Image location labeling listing

============================================================

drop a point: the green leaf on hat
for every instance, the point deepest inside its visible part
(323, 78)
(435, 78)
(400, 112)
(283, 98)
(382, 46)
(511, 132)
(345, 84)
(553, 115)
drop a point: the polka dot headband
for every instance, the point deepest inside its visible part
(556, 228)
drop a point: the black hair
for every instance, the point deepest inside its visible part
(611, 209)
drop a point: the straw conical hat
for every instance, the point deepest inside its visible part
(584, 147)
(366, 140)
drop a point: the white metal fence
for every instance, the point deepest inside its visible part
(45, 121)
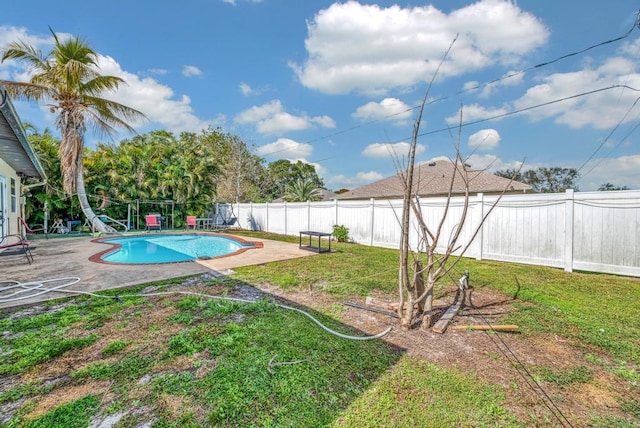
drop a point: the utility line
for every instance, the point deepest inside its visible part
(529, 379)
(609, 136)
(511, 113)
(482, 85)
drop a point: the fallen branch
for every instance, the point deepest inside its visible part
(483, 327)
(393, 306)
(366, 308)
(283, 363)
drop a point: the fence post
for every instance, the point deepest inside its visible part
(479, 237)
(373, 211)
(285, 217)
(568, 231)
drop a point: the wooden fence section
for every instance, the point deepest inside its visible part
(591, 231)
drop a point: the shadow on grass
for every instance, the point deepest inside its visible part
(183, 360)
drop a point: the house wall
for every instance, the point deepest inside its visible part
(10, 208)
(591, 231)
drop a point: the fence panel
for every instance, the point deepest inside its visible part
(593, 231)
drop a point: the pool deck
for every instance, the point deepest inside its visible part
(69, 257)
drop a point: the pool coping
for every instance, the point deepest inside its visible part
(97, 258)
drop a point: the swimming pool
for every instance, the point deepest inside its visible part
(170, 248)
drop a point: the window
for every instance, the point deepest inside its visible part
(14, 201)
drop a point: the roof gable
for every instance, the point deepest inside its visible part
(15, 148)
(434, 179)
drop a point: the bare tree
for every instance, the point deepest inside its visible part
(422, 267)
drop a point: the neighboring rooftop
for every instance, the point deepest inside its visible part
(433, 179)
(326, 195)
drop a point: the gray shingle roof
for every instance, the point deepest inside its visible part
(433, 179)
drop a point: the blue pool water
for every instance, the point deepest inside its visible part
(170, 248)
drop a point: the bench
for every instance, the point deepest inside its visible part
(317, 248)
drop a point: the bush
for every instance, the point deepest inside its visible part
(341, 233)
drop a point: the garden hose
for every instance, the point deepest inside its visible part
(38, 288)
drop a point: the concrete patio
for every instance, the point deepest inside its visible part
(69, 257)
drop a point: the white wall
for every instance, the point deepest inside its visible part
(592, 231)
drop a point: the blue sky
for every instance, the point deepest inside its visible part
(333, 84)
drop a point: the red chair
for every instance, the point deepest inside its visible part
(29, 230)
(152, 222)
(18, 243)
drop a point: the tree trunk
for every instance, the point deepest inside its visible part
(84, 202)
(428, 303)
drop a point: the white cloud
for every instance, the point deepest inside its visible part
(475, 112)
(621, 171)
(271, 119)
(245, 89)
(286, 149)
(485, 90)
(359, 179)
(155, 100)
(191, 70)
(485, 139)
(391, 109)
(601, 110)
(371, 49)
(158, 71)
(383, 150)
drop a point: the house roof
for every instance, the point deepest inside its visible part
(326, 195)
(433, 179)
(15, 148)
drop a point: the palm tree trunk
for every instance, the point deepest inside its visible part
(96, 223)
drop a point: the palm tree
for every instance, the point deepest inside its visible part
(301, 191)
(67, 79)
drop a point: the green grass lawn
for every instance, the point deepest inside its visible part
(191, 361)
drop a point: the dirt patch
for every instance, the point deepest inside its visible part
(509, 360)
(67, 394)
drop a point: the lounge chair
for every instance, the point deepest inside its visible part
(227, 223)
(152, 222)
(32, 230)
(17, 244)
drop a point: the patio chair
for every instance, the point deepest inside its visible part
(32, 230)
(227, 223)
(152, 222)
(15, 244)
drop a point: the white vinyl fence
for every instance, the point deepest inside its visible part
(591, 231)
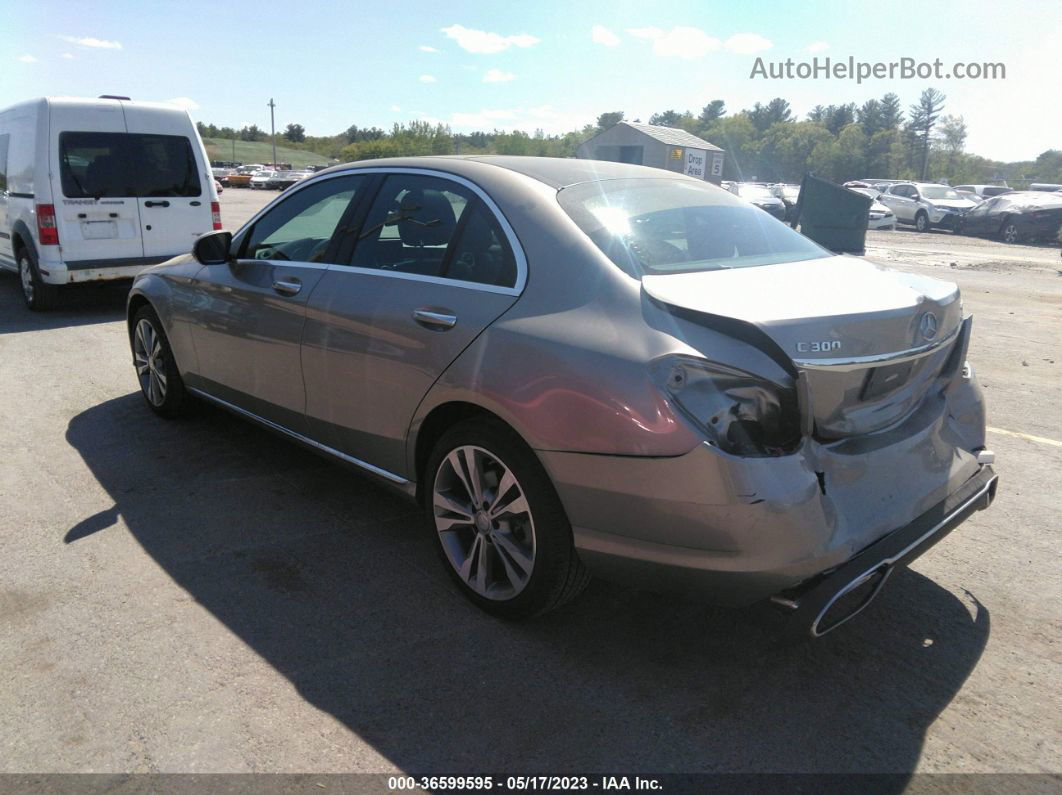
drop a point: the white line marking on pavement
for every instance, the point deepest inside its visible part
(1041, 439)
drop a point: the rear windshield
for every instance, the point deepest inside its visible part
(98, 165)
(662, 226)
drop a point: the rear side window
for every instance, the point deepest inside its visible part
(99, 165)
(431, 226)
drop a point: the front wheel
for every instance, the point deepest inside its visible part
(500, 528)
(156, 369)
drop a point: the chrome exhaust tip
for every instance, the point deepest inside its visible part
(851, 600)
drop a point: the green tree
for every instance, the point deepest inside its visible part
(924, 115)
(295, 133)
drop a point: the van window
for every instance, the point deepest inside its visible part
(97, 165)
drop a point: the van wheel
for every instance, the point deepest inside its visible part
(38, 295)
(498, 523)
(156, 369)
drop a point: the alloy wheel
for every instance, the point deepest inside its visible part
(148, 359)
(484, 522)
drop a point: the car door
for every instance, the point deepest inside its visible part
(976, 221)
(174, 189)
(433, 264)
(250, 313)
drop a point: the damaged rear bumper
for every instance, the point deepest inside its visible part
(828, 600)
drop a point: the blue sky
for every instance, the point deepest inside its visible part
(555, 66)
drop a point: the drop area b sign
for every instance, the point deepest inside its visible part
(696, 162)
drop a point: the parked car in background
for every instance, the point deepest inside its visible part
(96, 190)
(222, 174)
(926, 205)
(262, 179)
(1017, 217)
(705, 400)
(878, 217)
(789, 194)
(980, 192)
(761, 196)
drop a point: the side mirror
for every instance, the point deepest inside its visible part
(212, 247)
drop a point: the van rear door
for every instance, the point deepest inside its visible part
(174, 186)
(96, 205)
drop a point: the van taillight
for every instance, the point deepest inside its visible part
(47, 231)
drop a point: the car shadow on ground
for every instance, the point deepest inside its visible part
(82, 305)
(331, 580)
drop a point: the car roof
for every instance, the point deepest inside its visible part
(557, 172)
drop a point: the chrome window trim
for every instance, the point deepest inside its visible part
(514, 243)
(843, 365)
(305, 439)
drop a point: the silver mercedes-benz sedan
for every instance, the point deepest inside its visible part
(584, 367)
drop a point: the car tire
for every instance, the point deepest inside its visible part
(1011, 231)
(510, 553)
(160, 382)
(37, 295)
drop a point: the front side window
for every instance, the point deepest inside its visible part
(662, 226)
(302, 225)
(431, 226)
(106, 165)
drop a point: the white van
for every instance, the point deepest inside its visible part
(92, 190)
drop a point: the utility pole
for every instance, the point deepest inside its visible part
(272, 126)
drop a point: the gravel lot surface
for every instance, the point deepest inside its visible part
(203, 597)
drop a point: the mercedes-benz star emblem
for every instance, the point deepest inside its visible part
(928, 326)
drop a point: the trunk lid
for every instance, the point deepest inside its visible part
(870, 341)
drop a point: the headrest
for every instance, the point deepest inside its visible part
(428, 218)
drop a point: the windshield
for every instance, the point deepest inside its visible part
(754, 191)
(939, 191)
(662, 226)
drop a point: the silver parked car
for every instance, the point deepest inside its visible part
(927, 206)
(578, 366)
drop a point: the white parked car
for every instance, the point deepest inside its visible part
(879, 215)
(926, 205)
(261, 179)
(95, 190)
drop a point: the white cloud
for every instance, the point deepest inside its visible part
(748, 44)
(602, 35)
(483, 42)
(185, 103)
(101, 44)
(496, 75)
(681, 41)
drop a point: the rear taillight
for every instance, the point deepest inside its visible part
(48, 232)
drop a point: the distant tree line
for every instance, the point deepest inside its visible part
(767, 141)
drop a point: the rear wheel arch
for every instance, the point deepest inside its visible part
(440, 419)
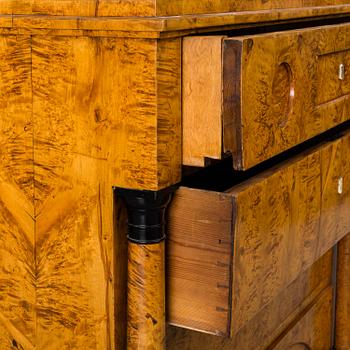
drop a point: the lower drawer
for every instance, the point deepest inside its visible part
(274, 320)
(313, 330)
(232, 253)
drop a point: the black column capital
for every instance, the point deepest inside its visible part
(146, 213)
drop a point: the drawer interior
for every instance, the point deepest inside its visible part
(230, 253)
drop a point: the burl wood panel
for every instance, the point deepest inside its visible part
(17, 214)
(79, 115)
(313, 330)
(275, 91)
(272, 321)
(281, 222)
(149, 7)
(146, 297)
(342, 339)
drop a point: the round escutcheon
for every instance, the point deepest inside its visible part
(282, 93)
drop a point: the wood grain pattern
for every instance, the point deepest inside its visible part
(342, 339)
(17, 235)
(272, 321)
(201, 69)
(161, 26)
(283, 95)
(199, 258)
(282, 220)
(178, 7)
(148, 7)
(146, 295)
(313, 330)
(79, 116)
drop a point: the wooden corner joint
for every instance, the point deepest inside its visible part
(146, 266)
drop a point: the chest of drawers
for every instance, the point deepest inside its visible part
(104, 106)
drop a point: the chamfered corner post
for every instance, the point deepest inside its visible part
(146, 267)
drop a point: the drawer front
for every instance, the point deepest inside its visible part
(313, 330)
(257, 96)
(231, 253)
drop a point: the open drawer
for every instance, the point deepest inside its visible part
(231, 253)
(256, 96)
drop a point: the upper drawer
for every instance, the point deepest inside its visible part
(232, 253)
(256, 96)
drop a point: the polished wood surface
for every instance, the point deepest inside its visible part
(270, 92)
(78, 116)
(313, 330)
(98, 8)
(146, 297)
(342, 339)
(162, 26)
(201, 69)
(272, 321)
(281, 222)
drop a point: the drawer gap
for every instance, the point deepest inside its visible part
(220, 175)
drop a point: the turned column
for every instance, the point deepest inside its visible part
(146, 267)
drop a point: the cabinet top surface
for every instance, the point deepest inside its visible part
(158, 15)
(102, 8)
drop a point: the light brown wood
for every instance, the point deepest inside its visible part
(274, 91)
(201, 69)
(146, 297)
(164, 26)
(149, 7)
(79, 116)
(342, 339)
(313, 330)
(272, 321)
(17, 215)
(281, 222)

============================================================

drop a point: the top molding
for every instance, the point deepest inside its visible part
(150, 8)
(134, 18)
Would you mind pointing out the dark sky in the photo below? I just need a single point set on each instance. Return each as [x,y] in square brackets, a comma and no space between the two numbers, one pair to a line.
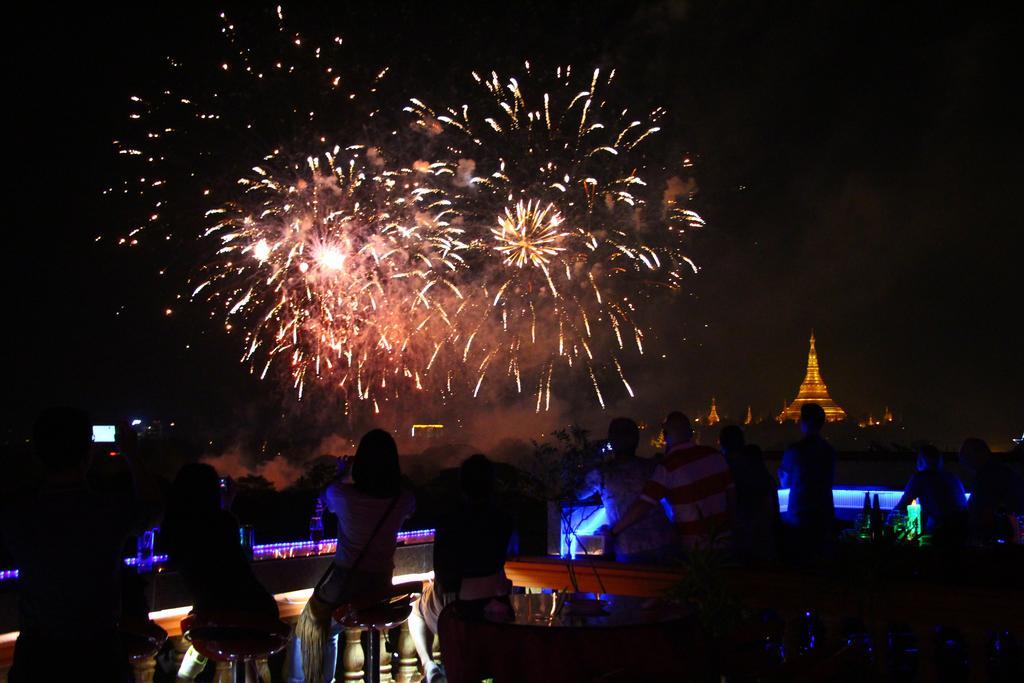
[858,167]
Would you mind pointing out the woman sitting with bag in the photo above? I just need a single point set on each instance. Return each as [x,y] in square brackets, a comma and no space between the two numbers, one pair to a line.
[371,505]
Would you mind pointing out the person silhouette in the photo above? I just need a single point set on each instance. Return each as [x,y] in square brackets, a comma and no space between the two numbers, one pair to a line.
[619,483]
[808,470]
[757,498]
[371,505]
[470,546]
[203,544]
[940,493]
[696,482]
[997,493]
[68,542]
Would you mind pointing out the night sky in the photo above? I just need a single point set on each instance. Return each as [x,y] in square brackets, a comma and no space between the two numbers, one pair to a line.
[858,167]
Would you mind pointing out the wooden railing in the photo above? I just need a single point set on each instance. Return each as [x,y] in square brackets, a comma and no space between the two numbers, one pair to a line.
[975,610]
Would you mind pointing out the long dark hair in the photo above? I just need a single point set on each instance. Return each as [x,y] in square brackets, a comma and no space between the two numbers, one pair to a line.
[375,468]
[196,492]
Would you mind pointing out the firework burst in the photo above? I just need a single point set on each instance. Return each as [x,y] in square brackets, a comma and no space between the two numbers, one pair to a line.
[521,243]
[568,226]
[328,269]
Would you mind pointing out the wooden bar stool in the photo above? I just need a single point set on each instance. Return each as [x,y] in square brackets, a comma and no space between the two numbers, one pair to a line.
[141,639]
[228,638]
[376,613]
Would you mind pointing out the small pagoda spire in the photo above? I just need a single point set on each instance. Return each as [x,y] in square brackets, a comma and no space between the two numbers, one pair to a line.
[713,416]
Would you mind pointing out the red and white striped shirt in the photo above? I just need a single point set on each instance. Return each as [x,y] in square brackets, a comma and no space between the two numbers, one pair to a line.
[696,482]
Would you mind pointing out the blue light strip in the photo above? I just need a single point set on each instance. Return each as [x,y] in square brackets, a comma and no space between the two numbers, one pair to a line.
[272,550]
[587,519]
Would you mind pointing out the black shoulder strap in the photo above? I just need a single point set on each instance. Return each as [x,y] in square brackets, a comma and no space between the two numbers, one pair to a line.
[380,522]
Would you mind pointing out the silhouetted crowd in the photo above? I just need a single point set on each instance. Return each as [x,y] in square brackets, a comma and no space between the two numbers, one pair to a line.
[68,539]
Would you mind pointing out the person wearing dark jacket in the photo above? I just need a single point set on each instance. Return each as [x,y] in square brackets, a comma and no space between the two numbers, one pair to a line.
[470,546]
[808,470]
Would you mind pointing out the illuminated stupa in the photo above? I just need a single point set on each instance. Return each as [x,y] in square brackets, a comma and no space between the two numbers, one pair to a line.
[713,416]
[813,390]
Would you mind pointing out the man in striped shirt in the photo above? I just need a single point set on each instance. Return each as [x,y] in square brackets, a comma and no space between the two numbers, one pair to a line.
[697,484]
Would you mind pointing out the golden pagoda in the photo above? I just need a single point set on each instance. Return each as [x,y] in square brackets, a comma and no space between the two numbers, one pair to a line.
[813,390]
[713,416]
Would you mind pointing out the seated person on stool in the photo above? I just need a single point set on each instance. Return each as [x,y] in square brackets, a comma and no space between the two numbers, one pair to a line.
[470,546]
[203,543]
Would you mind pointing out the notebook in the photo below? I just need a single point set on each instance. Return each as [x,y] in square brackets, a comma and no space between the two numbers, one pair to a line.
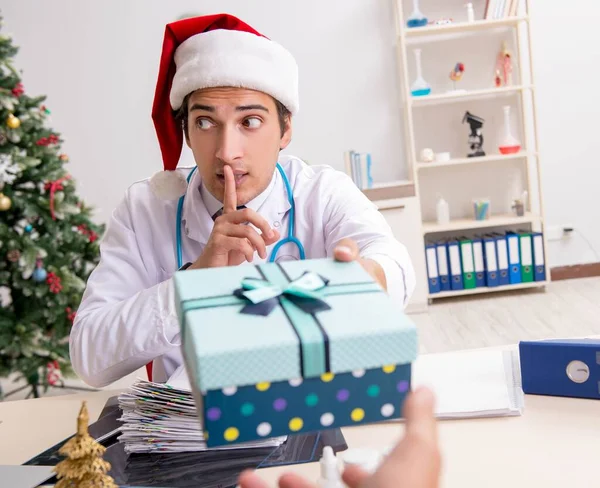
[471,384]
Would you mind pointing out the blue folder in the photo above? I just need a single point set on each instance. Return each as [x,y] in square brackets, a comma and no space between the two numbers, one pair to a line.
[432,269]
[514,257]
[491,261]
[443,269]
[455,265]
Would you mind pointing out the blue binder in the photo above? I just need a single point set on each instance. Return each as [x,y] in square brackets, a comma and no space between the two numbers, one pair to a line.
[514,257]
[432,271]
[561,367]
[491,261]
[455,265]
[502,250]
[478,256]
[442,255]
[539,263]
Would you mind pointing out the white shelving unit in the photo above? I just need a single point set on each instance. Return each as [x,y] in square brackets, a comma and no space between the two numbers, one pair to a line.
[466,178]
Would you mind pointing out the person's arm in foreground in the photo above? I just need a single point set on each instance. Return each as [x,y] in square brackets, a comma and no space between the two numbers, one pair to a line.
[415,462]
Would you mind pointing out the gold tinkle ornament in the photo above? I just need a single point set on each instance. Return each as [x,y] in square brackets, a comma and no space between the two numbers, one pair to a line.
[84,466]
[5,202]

============================================================

* Task details *
Can you output the part of the listing that opens with the line containing "drop a point: the patio chair" and closes with the line containing "(1041, 439)" as a Markdown table with the columns Row and Line? Skip blank lines and leave the pictures out.

* Solution for this problem *
| Row | Line |
|---|---|
| 1 | drop a point: the patio chair |
| 2 | for every instance, the point deepest inside its visible part |
| 3 | (32, 230) |
| 4 | (227, 223) |
| 5 | (152, 222) |
| 6 | (15, 244) |
| 7 | drop a point: the white vinyl fence |
| 8 | for every instance, the point deepest inside its visible part |
| 9 | (591, 231) |
| 10 | drop a point: the white line marking on pavement |
| 11 | for every instance, the point deepest inside its visible part |
| 12 | (1041, 439) |